--- start QUOTED TEXT ---

Kuwait: Criminal Court issues rulings against human rights defenders from the Bedoon community

29.01.20

On 28 January 2020, the Fourth Circuit Criminal Court issued rulings against 16 Bedoon human rights defenders, describing them as "illegal residents", and sentenced two of them to ten years in prison, followed by deportation, and one defendant in absentia to life in prison. The ruling, a copy of which was reviewed by the Gulf Centre for Human Rights (GCHR), constitutes a violation of their right to obtain Kuwaiti citizenship as they have lived with their parents in these countries for too many years.

The 16 Bedoon human rights defenders are Mohammad Wali Al-Anezi, Reda Thamer Al-Fadhli, Hamoud Rabah Hamoud (Hamoud Al-Rabah), Abdualhakim Al-Fadhli, Abdullah Al-Fadhli, Hamid Jamil, Ahmed Majeed Al-Onan, Yousif Obaid Al-Bashiq, Khalifa Al-Anezi, Awad Salih Al-Onan, Jarallah Al-Fadhli, Yousif Badr Al-Osmi, Mutaib Sebhan Al-Onan, Ahmed Shaya Al-Anezi, Mohammad Khudair Al-Anezi, and Badr Khudair Matar.

The verdict was issued in the presence of all the activists, except for human rights defender Mohammad Wali Al-Anezi, who left the country and was sentenced in absentia to life imprisonment with labour. Human rights defenders Reda Thamer Al-Fadhli, and Hammoud Rabah Hamoud (Hamoud Al-Rabah) were also sentenced to ten years in prison with labour, and no opportunity to suspend the sentence.

The three defenders were convicted of numerous charges such as, publishing information on the Internet to incite violations of laws; intentionally misusing a means of communication; publicly calling to rise up by force over the existing system in the country; and incitement to overthrow the existing government in the country by illegal means. The court also decided to deport them from the country after completing the punishment.

The court acquitted the other Bedoon activists of various charges, including participating in a group prohibited by law; carrying out, without the government's permission, hostile action against a foreign country; broadcasting false news abroad about the internal situation in the country; publicly calling to rise up by force against the existing system in the country; incitement to overthrow the existing system of government in the country by illegal means; publishing information on the Internet to incite violations of laws; and intentionally misusing a means of communication.

--- end QUOTED TEXT ---
--- start LISTING ---

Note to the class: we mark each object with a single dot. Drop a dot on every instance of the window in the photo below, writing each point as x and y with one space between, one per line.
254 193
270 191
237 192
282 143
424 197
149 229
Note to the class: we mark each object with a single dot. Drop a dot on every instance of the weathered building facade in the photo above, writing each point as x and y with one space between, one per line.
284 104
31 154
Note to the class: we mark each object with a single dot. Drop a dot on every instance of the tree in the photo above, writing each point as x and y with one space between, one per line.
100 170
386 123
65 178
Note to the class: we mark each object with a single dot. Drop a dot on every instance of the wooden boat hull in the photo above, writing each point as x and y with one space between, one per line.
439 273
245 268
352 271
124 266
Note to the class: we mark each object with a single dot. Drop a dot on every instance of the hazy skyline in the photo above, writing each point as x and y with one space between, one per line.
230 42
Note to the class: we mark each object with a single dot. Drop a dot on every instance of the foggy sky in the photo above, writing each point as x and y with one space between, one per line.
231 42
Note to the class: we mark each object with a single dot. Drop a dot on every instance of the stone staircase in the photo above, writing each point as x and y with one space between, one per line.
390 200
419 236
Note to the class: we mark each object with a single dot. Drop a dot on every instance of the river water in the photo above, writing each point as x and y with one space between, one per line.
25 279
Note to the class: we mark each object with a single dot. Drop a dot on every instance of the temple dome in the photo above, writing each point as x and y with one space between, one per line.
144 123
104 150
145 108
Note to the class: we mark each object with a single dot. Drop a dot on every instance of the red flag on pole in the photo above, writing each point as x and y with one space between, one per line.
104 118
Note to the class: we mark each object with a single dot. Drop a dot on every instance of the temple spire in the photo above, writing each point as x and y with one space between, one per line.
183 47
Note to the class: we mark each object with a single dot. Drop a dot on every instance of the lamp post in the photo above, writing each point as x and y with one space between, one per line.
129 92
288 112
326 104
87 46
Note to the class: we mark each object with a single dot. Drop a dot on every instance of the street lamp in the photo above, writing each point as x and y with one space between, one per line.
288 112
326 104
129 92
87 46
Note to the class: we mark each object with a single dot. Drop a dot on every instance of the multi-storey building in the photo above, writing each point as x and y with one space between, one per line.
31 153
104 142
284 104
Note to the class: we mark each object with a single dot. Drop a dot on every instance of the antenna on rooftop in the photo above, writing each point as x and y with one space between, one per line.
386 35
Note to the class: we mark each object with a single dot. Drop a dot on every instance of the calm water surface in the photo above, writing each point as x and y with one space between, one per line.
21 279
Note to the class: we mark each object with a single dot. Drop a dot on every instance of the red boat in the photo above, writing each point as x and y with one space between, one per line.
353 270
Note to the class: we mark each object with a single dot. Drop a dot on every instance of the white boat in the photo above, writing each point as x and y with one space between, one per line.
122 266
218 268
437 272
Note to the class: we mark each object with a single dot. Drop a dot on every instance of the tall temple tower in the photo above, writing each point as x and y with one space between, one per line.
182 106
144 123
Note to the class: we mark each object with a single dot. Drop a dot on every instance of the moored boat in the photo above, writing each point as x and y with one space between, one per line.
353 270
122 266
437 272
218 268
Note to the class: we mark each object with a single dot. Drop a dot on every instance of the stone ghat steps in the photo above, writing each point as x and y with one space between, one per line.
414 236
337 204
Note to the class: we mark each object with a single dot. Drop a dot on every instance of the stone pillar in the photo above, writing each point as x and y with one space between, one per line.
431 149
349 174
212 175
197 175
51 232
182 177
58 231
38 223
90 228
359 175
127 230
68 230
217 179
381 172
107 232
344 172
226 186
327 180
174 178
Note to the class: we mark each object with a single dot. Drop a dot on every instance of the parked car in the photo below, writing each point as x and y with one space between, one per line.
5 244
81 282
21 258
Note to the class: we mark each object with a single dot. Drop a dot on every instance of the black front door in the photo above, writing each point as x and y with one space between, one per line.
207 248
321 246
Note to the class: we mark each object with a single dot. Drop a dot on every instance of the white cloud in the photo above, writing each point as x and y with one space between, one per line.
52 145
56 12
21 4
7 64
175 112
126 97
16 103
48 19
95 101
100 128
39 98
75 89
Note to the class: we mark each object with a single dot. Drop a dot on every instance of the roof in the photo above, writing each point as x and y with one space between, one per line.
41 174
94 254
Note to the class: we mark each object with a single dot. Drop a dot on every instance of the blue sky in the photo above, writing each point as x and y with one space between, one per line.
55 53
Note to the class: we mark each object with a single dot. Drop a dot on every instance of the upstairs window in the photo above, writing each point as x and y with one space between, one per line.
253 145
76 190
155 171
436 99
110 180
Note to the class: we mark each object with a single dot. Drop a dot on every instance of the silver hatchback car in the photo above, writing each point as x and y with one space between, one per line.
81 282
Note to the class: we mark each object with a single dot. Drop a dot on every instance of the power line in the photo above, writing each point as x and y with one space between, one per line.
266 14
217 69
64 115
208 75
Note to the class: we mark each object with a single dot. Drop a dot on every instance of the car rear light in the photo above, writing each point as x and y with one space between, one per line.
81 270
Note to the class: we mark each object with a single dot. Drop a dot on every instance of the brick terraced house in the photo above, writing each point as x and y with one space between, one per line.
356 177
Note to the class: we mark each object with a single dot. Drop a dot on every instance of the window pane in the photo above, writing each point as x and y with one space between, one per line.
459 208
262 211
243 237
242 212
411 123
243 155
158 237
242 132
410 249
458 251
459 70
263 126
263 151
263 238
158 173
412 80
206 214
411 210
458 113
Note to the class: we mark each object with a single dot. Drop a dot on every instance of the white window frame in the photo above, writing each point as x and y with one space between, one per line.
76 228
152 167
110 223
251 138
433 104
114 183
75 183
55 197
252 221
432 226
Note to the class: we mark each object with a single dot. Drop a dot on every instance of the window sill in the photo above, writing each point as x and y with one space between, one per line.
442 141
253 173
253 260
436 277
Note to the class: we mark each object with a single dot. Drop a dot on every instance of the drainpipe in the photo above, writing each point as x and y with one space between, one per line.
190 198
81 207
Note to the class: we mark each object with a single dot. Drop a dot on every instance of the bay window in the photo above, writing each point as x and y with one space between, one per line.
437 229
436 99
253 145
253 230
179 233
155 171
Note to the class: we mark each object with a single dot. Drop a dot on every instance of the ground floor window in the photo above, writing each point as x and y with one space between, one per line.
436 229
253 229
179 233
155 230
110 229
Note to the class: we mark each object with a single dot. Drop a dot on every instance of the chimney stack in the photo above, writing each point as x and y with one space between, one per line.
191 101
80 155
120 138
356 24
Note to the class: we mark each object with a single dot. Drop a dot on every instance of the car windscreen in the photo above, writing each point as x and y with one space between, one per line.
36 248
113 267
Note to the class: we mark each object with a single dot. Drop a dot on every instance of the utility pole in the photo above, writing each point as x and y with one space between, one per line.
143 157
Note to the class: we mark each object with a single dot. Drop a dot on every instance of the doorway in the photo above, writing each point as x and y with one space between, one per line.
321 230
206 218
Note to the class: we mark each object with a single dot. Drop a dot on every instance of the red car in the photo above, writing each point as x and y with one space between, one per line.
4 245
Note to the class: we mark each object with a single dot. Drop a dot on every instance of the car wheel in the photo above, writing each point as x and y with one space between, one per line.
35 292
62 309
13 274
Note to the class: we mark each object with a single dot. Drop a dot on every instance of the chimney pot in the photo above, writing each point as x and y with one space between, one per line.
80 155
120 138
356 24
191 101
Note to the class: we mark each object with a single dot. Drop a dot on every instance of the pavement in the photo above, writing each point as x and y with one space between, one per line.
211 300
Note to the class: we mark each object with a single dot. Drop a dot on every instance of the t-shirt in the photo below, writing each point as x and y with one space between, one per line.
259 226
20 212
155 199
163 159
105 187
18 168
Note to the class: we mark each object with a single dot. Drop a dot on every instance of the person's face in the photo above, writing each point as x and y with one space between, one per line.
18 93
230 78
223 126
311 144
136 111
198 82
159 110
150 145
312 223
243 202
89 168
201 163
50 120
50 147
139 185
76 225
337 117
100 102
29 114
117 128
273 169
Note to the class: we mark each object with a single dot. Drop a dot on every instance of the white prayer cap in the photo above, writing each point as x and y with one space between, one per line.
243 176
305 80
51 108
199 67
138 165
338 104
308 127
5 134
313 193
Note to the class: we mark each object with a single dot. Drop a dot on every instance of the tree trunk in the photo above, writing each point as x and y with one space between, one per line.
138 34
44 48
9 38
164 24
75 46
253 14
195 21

--- end LISTING ---

## ACTIONS TO TAKE
a – In the article on the Kuwaiti court rulings against Bedoon human rights defenders, list every defender whose name ends in "Al-Anezi."
b – Continue the article on the Kuwaiti court rulings against Bedoon human rights defenders, starting after its final sentence.

## RESULTS
a – Mohammad Wali Al-Anezi, Khalifa Al-Anezi, Ahmed Shaya Al-Anezi, Mohammad Khudair Al-Anezi

b –
Despite this, the court decided to refrain from pronouncing punishment in relation to  the remaining charges against human rights defenders, Abdulhakim Al-Fadhli, Abdullah Al-Fadhli, Hamid Jamil, Ahmed Majeed Al-Onan, Yousif Obaid Al-Bashiq, Khalifa Al-Anezi, Awad Saleh Al-Onan, Jarallah Al-Fadhli, Yousif Badr Al-Osmi, Mutaib Sebhan Al-Onan, Ahmed Shaya Al-Anezi, and Mohammad Khudair Al-Anezi. The Court instructed them to submit a bail of 1,000 dinars (approx.3290 US$) except for Badr Khudair Matar, who was not required to pay bail. The Court also ordered the confiscation of the means of communication used, namely their phones, and computers.

The defense team for the activists, which consisted of five lawyers, has protested to the court the unconstitutionality of articles in the law against information technology crimes, according to which some of their clients were referred to trial. Therefore, the public prosecutor’s order to arrest them is also void, thus nullifying the consequent implementation and investigation. They described the accusations leveled against their clients as "machinations”, and they affirmed that there was no connection between the 15 human rights defenders and Mohammed Wali Al-Anezi, who was still living outside Kuwait.

Reliable local sources confirmed that all those who have not been punished will be released today, except for Mohammad Khudhair Al-Anezi due to charges he is facing in another separate case.

GCHR strongly believes that the trial of the sixteen Bidoon activists is a flagrant violation not only of basic human rights principles but also of the Kuwaiti constitution, which stipulates the right of individuals to exercise their civil and human rights, including peaceful assembly, and the use of social networks to express opinions.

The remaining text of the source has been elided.